ИСХОДНЫЙ ТЕКСТ:

Согласимся, что гибель Василя — совсем другая, нежели смерть деда Семена. Там человек закончил свой жизненный труд — здесь его насильно прервали.  Если читатель помнит роман Т.Манна «Волшебная гора», и, в частности,  поучения итальянца Сеттембрини, с которыми этот гуманист-масон обращался с молодому главному герою, то одним из основных его уроков, несомненно, покажется тот, где говорится о смерти как о чем-то неприличном  для цивилизованного человека.  Поклонник либерализма и прогресса предостерегал молодого человека от какого бы то ни было заигрывания со смертью, и уж тем более от преклонения перед нею. Во многом прав был Лодовико Сеттембрини, но вот что делать, когда тебя спрашивают (даже неважно кто): «А ты записался добровольцем?» С точки зрения  юридически-правовых, эгоцентрических отношений, такой вопрос не имеет решения так же, как безутешна скорбь крестьянина Архипа и его семьи, которых высылают в дальние края. Да, Архип трудился, он зарабатывал добро, но он делал это прежде всего для себя, и тем отделил себя от людей и Бога.  С точки зрения общинной, уходящей своими корнями в глубокую древность народной нравственности, главные свойства человека — его высшие духовные ценности, его труд, земля и даже сама его жизнь — принадлежат не только ему самому, но и целому, к которому он так или иначе причастен. Перед лицом истории, понятой как восстановление человеком своей духовной сущности, единоличник Архип без вины виноват. Он хотел жить как лучше, как хочется, а вышло — «как Бог велит». Сын Архипа Хома убивает Василя и потом бежит от людей, хочет покончить с собой — но не принимает его земля. Просвещенный гуманизм устами Сеттембрини сказал бы на это, что дороже всего на свете человеческая жизнь (кто любит идеи, тот убивает людей, по выражению А. Камю) — но в таком случае Довженко действительно не стоило бы снимать картину «Земля», поставив какой-то другой фильм в духе пантеистического зачина с дедом Семеном. Либо безмятежность природы, либо драма истории — третьего пока не дано в этом мире.

Выход на экраны «Земли» (как, впрочем, и «Звенигоры», и «Арсенала») сопровождался резкой полемикой. По поводу «Звенигоры» режиссера обвиняли в украинском национализме, по поводу «Арсенала» — в великорусском шовинизме. Что касается «Земли», то здесь упреки были особенно тяжелыми. А. Фадеев, например, сказал на одном из обсуждений, что у Довженко на экране предстают такие сытые и сильные люди, что непонятно, зачем им стрелять друг в друга. Позднее В. Пудовкин еще усилит сказанное Фадеевым: «…спрашивается, за каким чертом нужно было драться за трактор и зачем вообще нужен трактор, когда люди спокойно умирают, вкусив для последнего удовольствия от яблок, а таких яблок кругом тысячи и тысячи, когда нужно только протянуть руку, и роскошные дары природы посыплются на плечи?» Громадный стихотворный фельетон — на всю газетную полосу — опубликовал в «Правде» Демьян Бедный, предъявив Довженко убийственные политические обвинения. С другой стороны, такой искусствовед, как И.   Андроников, заметил, что по богатству образного, философского, политического содержания «Земля» стоит в одном ряду с «Илиадой» Гомера, с «Мертвыми душами» Гоголя, с «Войной и миром» Л. Толстого. Не утихли споры вокруг «Земли» и по сей день. Признанная классика мирового кино, этот фильм и сейчас вызывает столкновение мнений — в частности, по поводу сопоставления с Гоголем.

ЗАДАНИЕ 1:
С какими произведениями, по словам И. Андроникова, «Земля» стоит в одном ряду согласно исходному тексту?

ЗАПИСАННЫЕ ДАННЫЕ:

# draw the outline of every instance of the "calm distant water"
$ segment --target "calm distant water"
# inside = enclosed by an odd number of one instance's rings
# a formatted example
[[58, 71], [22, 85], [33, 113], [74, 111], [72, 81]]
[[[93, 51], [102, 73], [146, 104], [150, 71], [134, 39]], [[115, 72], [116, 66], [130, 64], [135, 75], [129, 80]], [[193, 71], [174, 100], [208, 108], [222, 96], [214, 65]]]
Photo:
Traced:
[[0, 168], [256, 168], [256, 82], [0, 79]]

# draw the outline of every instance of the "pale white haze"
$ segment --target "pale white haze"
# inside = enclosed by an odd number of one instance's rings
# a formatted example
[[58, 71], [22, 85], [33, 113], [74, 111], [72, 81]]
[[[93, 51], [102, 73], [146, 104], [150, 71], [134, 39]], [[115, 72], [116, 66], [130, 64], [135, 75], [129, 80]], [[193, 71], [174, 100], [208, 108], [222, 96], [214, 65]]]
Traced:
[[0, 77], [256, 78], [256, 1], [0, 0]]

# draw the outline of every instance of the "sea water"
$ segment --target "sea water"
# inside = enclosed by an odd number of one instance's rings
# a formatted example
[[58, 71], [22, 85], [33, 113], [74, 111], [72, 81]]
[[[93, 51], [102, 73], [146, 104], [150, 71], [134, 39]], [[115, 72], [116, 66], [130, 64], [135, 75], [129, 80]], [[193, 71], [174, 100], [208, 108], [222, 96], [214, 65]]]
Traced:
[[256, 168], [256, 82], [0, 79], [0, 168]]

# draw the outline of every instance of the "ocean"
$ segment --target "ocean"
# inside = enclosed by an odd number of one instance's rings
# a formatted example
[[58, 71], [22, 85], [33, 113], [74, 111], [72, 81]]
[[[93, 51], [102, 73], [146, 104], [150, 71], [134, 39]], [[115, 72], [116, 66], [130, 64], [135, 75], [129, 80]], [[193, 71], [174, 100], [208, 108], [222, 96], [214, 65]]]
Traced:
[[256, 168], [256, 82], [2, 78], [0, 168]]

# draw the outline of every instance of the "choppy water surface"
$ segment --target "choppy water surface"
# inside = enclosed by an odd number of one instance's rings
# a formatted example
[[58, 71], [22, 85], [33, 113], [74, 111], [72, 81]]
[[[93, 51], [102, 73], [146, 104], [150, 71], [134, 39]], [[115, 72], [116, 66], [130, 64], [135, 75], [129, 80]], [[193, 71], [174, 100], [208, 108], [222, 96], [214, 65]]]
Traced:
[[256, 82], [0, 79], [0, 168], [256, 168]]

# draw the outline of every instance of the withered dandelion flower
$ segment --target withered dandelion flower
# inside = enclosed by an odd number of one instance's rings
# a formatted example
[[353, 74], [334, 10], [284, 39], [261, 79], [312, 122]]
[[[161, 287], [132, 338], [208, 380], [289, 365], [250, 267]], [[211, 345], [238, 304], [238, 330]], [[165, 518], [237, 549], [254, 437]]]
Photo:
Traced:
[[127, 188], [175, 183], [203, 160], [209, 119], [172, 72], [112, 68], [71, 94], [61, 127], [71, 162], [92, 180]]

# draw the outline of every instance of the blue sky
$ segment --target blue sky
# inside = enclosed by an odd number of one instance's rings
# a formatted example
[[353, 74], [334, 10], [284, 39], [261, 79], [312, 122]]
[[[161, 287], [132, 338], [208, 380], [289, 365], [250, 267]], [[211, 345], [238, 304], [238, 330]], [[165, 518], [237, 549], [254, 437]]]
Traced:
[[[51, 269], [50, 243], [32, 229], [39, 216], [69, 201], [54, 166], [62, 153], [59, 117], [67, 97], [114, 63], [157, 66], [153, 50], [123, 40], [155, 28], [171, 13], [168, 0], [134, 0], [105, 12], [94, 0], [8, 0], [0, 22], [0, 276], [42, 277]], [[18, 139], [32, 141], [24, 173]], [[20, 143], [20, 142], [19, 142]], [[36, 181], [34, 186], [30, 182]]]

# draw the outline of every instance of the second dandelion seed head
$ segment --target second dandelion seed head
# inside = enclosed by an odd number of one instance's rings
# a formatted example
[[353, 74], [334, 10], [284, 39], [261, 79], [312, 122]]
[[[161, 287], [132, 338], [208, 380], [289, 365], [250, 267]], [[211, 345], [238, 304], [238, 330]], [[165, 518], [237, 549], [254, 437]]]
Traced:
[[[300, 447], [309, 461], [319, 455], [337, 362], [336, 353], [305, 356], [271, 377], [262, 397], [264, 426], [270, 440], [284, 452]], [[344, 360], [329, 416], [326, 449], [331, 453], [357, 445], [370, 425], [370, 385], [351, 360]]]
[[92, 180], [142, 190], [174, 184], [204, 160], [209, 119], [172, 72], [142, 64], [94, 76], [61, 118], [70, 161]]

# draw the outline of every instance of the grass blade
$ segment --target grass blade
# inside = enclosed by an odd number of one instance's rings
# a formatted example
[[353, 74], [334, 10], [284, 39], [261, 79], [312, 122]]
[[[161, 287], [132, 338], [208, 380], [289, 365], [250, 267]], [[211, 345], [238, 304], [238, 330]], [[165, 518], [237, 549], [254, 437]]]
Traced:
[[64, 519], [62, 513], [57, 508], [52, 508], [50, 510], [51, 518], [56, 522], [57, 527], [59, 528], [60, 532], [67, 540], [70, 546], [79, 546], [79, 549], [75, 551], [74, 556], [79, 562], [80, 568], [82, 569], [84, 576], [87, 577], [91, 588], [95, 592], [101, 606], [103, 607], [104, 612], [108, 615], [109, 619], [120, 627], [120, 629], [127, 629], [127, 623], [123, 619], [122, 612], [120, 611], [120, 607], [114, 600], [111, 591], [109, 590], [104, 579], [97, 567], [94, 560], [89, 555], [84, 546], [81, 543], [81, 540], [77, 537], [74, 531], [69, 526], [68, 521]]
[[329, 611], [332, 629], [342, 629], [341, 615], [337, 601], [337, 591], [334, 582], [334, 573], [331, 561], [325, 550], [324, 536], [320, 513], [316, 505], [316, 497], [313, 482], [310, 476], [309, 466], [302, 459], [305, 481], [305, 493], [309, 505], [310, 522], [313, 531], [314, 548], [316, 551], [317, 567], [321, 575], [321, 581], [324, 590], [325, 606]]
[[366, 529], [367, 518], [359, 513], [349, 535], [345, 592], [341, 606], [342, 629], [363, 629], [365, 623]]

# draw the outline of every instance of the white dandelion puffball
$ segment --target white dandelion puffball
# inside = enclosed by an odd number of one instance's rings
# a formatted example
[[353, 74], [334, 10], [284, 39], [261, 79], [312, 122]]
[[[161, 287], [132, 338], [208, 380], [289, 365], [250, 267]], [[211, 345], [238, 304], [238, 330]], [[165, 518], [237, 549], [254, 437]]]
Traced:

ЗАДАНИЕ 2:
Воспроизведите без изменений строки записей от самой первой до строки, содержащей «[[0, 77], [256, 78], [256, 1], [0, 0]]», включая обе границы.

ОТВЕТ 1:
С «Илиадой» Гомера, с «Мертвыми душами» Гоголя и с «Войной и миром» Л. Толстого.

ОТВЕТ 2:
# draw the outline of every instance of the "calm distant water"
$ segment --target "calm distant water"
# inside = enclosed by an odd number of one instance's rings
# a formatted example
[[58, 71], [22, 85], [33, 113], [74, 111], [72, 81]]
[[[93, 51], [102, 73], [146, 104], [150, 71], [134, 39]], [[115, 72], [116, 66], [130, 64], [135, 75], [129, 80]], [[193, 71], [174, 100], [208, 108], [222, 96], [214, 65]]]
Photo:
Traced:
[[0, 168], [256, 168], [256, 82], [0, 79]]

# draw the outline of every instance of the "pale white haze"
$ segment --target "pale white haze"
# inside = enclosed by an odd number of one instance's rings
# a formatted example
[[58, 71], [22, 85], [33, 113], [74, 111], [72, 81]]
[[[93, 51], [102, 73], [146, 104], [150, 71], [134, 39]], [[115, 72], [116, 66], [130, 64], [135, 75], [129, 80]], [[193, 71], [174, 100], [208, 108], [222, 96], [214, 65]]]
Traced:
[[0, 77], [256, 78], [256, 1], [0, 0]]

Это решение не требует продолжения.